» Provided entries
——

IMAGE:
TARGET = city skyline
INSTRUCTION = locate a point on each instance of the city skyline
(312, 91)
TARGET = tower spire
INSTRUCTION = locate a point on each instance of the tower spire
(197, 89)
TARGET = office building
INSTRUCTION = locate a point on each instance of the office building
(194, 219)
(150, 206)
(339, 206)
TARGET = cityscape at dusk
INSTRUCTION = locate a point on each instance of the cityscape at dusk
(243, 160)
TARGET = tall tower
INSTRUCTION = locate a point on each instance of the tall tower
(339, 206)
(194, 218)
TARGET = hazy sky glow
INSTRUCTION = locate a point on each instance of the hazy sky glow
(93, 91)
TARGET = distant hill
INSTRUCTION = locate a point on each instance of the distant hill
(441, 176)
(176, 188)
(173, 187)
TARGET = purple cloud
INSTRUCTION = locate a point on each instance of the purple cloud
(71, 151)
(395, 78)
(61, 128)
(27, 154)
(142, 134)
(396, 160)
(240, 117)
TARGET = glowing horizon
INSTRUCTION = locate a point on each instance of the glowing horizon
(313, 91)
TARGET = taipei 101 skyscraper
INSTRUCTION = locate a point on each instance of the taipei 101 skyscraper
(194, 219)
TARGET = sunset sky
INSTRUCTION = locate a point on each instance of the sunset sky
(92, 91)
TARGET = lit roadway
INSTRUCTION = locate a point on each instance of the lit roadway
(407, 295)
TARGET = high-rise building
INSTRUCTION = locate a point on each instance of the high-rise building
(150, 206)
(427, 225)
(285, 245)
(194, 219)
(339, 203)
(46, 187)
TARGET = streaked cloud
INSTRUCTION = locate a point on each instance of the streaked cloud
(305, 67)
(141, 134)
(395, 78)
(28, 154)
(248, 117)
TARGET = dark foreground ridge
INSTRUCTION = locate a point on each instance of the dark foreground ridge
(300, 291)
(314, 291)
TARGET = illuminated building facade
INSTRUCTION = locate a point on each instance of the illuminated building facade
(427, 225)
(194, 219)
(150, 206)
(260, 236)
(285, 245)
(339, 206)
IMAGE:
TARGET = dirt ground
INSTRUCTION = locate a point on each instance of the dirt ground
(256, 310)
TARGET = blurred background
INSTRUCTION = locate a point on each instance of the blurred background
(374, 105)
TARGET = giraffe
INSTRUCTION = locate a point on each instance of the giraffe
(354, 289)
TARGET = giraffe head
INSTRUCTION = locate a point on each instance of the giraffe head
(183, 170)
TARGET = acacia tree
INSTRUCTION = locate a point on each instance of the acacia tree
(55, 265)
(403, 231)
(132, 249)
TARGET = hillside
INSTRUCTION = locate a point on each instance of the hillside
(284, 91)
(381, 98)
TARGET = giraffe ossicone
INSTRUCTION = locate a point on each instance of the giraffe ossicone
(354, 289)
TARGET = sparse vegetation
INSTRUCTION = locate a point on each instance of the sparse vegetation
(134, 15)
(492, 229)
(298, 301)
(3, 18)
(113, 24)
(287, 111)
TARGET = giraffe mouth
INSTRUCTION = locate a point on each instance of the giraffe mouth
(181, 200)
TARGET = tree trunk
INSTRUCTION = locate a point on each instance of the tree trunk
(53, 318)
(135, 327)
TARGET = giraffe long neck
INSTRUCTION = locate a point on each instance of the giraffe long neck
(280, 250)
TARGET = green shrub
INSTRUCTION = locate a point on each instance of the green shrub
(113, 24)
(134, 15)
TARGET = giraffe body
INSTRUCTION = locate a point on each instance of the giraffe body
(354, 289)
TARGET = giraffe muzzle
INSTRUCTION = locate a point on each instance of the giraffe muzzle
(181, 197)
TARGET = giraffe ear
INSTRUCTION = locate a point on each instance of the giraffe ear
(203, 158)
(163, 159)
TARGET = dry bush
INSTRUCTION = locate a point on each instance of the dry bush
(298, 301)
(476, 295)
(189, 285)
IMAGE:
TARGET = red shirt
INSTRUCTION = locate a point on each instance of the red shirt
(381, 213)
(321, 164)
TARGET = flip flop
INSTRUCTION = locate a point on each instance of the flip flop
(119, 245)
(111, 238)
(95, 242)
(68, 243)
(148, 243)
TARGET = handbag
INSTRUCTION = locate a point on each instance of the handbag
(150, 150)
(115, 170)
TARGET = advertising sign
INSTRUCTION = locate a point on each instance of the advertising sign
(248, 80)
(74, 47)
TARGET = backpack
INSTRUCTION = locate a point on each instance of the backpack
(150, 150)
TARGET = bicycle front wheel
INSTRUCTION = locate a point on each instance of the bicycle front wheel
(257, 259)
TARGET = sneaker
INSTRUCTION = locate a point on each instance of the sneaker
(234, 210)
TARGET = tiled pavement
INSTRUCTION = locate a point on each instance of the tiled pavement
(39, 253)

——

» What you will do
Word for word, restate the lines above from the line containing "TARGET = city skyline" through the line containing "TARGET = distant hill", with both included and nothing else.

» Result
TARGET = city skyline
INSTRUCTION = locate a point on each instance of the city skyline
(312, 91)
TARGET = tower spire
INSTRUCTION = locate a point on each instance of the tower spire
(197, 89)
TARGET = office building
INSTRUCTION = locate a point on each instance of the office building
(194, 219)
(150, 206)
(339, 206)
TARGET = cityscape at dusk
INSTRUCTION = locate a point on each instance of the cityscape at dusk
(243, 160)
TARGET = tall tower
INSTRUCTION = locate a point on each instance of the tall tower
(339, 206)
(194, 218)
TARGET = hazy sky glow
INSTRUCTION = locate a point on each instance of the hazy sky glow
(93, 91)
TARGET = distant hill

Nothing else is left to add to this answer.